━━━━━ Source data

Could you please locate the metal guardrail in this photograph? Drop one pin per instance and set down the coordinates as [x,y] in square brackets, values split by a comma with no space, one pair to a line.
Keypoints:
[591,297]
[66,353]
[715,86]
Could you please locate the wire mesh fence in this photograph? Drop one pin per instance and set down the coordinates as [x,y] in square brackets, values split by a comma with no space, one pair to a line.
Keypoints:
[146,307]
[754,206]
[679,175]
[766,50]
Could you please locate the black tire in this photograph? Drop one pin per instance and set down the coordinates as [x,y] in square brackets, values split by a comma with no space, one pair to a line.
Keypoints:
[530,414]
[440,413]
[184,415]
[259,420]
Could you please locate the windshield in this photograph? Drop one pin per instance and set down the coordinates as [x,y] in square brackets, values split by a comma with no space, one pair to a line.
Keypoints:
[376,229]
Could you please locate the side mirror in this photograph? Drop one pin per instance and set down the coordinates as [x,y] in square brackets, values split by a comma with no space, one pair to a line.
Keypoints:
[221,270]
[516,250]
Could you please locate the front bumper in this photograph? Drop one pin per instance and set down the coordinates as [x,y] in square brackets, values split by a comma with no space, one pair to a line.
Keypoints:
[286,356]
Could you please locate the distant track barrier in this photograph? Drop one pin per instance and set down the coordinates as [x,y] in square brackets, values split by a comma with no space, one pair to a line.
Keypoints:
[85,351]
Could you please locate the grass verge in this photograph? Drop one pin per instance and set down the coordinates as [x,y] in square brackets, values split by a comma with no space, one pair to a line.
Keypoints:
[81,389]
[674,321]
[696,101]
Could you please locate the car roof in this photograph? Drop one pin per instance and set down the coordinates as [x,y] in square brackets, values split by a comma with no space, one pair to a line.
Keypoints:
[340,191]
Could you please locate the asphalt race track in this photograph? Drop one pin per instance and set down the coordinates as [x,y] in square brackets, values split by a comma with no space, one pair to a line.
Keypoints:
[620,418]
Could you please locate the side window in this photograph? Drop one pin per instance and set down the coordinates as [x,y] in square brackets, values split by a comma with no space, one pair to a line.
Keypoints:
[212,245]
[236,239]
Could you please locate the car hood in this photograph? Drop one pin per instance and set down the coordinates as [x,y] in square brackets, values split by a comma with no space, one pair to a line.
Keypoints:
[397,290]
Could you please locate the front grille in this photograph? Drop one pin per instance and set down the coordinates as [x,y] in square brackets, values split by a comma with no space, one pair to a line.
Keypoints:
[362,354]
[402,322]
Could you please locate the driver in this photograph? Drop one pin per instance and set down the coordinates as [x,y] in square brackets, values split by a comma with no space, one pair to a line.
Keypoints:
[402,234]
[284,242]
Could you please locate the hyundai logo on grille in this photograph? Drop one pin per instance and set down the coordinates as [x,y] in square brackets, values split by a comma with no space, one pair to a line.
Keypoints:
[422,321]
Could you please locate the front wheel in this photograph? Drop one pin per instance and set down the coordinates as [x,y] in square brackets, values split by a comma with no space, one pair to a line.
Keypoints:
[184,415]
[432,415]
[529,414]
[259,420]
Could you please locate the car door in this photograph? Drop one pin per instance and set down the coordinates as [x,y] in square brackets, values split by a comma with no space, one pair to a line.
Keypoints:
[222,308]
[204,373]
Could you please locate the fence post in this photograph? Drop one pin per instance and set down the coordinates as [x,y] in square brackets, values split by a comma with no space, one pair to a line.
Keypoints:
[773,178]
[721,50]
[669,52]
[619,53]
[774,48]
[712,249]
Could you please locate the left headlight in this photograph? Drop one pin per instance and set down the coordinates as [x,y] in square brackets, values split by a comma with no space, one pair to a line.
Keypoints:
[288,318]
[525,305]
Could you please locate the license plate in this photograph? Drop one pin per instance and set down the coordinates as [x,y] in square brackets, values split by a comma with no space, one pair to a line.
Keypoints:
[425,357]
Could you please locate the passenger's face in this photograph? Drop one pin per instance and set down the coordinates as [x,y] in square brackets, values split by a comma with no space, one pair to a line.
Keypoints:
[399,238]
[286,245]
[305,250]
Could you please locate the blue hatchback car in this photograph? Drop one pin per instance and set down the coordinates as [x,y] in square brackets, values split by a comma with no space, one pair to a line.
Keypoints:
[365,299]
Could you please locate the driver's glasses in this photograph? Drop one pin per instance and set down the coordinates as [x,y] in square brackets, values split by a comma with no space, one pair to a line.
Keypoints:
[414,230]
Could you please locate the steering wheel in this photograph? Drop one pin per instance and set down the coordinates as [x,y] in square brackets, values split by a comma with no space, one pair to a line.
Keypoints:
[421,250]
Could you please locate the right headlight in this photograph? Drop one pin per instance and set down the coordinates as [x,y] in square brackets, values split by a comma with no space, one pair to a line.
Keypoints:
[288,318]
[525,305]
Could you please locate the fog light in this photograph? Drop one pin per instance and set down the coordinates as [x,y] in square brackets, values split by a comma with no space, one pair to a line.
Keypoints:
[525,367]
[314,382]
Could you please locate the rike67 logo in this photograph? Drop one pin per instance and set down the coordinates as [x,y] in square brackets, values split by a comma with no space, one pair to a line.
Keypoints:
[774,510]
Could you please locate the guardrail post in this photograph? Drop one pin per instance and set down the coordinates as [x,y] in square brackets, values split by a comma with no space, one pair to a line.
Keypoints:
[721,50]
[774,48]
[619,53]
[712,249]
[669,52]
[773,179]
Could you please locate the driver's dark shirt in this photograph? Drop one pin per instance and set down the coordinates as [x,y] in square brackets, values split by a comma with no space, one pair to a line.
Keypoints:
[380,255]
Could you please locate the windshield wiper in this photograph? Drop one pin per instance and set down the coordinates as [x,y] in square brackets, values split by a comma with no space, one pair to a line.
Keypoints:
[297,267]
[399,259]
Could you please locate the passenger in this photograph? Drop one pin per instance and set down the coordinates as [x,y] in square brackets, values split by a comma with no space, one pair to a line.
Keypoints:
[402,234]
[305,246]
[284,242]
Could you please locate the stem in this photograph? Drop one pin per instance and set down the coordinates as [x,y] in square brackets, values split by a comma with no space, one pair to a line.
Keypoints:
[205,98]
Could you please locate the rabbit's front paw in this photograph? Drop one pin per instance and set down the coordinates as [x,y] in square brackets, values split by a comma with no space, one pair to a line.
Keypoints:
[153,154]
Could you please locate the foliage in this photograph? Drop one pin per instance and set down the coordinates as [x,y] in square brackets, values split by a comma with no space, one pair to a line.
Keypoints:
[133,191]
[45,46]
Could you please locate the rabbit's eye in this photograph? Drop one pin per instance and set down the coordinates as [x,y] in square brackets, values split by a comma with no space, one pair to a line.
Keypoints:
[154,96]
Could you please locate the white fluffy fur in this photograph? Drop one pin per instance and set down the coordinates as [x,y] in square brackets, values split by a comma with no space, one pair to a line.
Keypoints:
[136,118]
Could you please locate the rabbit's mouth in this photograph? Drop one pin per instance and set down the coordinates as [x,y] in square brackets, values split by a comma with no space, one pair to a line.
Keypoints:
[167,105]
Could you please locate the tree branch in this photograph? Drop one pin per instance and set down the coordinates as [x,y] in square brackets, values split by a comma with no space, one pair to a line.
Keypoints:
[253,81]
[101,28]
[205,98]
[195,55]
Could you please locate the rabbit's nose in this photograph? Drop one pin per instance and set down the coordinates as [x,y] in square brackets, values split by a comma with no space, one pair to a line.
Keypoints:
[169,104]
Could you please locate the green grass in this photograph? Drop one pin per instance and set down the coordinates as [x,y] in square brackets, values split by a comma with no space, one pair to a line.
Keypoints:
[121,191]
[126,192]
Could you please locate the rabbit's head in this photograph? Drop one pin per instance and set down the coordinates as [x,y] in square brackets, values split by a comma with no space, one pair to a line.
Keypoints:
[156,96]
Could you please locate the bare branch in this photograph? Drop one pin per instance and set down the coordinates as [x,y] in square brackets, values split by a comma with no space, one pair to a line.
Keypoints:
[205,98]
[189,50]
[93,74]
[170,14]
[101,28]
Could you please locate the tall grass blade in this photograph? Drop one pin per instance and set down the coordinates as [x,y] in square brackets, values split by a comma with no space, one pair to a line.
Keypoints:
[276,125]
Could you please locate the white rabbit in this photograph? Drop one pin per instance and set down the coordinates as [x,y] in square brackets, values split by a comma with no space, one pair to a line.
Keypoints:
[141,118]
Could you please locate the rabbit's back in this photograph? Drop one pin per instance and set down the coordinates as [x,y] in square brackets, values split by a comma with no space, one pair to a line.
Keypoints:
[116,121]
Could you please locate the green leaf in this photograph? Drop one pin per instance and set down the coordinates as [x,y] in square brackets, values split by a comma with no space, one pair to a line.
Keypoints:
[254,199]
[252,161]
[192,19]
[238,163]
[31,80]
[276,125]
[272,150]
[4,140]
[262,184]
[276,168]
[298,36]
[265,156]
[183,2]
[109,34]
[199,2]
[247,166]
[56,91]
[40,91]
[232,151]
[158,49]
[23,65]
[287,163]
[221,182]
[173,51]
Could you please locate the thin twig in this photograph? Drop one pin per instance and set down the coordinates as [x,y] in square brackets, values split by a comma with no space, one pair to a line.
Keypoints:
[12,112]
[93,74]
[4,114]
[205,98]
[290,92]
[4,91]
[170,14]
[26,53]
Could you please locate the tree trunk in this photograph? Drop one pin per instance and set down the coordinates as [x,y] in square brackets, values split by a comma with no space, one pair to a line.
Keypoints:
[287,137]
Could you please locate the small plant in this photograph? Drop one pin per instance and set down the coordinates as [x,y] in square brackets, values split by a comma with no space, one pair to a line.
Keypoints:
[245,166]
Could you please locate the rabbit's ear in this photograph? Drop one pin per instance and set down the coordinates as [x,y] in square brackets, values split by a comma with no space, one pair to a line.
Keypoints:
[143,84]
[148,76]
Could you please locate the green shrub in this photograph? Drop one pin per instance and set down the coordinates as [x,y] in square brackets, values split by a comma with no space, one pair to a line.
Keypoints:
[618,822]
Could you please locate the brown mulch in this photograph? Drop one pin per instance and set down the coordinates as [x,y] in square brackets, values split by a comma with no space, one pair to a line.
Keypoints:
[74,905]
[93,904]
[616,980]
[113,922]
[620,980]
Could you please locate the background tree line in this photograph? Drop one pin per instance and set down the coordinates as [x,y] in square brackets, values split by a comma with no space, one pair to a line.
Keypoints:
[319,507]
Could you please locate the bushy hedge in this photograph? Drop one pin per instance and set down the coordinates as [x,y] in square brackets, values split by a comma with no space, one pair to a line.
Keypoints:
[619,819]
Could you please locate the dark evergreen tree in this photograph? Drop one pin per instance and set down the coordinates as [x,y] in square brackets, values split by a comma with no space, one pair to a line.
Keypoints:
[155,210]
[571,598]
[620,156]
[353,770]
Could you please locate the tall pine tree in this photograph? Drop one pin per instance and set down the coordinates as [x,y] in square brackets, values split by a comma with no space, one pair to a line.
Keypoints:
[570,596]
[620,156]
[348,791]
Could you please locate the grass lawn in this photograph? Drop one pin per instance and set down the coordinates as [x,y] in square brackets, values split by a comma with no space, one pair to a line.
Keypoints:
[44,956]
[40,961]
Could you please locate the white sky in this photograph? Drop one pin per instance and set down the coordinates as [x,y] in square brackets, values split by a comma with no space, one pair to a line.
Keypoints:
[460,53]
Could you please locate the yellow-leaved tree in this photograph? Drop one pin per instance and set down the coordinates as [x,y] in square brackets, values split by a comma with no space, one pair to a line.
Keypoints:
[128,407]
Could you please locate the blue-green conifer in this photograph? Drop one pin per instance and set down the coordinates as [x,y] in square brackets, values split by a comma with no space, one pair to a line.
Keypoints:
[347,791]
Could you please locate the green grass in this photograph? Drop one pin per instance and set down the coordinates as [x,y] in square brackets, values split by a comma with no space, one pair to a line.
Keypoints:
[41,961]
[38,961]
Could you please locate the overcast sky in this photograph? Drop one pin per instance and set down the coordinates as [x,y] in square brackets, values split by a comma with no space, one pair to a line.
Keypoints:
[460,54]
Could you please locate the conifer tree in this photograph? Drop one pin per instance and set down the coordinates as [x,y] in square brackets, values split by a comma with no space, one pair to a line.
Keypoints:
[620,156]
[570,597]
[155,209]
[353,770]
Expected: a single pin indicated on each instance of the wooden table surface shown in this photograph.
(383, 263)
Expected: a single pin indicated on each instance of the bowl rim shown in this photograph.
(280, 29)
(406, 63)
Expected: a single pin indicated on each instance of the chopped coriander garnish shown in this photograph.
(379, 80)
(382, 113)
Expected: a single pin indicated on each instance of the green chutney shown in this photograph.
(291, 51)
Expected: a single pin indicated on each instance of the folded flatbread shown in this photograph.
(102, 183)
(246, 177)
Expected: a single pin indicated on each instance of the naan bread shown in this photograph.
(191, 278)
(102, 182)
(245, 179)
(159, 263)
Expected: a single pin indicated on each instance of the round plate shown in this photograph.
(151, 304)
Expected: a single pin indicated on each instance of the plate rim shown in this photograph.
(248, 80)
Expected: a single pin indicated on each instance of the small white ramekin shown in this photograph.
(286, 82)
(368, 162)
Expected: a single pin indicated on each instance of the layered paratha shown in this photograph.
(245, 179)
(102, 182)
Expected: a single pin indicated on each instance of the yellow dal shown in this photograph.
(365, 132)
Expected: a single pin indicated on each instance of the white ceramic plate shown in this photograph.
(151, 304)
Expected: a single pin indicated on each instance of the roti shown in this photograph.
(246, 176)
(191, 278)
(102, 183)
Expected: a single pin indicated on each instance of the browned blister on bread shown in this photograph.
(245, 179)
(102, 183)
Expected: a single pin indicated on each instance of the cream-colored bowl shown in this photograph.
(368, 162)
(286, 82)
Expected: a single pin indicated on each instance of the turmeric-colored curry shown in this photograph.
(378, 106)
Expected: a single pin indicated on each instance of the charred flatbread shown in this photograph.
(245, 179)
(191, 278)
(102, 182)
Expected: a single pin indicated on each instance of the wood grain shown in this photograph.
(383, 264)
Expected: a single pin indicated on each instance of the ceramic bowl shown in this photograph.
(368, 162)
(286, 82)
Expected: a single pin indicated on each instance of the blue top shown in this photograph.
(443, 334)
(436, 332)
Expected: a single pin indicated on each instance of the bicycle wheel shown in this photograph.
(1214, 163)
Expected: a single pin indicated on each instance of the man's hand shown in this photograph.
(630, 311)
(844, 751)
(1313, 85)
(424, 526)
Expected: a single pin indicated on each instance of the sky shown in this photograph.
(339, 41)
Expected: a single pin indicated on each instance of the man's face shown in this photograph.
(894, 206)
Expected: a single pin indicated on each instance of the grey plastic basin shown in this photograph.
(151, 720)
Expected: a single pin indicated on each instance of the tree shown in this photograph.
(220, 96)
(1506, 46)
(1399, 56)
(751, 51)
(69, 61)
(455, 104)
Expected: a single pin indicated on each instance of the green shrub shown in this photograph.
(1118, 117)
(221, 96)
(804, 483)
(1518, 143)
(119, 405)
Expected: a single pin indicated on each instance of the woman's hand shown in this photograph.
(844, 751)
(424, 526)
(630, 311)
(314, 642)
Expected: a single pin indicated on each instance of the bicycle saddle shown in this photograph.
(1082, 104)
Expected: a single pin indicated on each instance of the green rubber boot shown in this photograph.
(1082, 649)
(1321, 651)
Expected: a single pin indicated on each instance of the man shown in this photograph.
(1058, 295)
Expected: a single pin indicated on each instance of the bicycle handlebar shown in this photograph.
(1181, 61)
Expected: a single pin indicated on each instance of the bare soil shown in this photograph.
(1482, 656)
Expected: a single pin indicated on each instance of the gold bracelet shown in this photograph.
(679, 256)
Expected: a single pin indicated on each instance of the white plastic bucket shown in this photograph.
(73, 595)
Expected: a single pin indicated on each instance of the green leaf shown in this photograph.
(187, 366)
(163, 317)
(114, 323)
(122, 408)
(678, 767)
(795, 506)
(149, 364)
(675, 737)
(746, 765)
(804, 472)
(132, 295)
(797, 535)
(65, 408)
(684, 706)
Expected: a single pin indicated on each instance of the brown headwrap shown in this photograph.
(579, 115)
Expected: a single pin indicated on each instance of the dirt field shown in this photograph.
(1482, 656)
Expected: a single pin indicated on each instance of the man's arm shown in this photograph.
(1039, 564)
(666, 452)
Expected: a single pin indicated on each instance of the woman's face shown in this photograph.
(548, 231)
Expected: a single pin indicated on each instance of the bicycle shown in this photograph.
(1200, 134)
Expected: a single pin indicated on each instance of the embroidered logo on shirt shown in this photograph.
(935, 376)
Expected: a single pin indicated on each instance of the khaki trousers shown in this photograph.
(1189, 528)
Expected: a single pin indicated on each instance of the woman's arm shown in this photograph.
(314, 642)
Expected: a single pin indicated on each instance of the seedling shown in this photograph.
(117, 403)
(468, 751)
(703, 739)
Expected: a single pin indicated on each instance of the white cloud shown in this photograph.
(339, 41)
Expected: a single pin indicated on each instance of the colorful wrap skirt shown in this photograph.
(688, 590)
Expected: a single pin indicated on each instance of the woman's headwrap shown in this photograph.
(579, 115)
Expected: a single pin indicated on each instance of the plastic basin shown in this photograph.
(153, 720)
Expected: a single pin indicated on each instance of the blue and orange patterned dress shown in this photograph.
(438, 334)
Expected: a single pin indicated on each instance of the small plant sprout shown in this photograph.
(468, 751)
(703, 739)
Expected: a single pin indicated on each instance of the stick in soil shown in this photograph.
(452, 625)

━━━━━━━━━━

> [To do]: Starting at the line that contains "Expected: a single pin indicated on each instance of the gold", output each remaining line of the listing, the last line included, exactly as it appears.

> [The response]:
Expected: a single pin indicated on each instance of the gold bracelet shown in this photograph.
(679, 256)
Expected: a single pin indicated on each instance of the white plastic bucket shown in this photograph.
(73, 595)
Expected: a single pin indicated on each instance of the green leaf shown in this photograph.
(187, 366)
(163, 317)
(114, 323)
(122, 408)
(678, 767)
(795, 506)
(149, 364)
(675, 737)
(746, 765)
(804, 472)
(132, 295)
(797, 535)
(65, 408)
(684, 706)
Expected: a single pin indicated on each instance of the brown headwrap shown in this photograph.
(579, 115)
Expected: a single pin indicated on each instance of the dirt field shown in this photograph.
(1482, 656)
Expected: a single pin indicated on each instance of the man's arm shown in this photograph.
(1039, 564)
(666, 452)
Expected: a single pin indicated on each instance of the woman's face shown in this photograph.
(548, 231)
Expected: a single pin indicated on each instance of the bicycle shown in this photograph.
(1200, 134)
Expected: a single pin indicated on each instance of the embroidered logo on shirt shown in this photograph.
(935, 376)
Expected: a single pin indicated on each instance of the khaki trousers shown in this photograph.
(1189, 528)
Expected: a single pin indicated on each instance of the woman's arm shown in this photograph.
(314, 642)
Expected: a single pin indicated on each instance of the seedling shown in this photograph.
(117, 403)
(468, 751)
(703, 739)
Expected: a single pin indicated on each instance of the white cloud shown in this photograph.
(339, 41)
Expected: a single pin indicated on each instance of the colorful wrap skirt shown in this photograph.
(688, 590)
Expected: a single pin indicated on each instance of the woman's headwrap shown in this photograph.
(579, 115)
Expected: a single pin indicated on each instance of the plastic basin shown in this photograph.
(153, 720)
Expected: a single pin indicated on each instance of the blue and orange patterned dress shown in this photograph.
(438, 334)
Expected: a single pin indicated on each instance of the small plant sprout shown in this photograph.
(468, 751)
(703, 739)
Expected: a single pin indicated on each instance of the stick in soil shown in this photograph.
(452, 625)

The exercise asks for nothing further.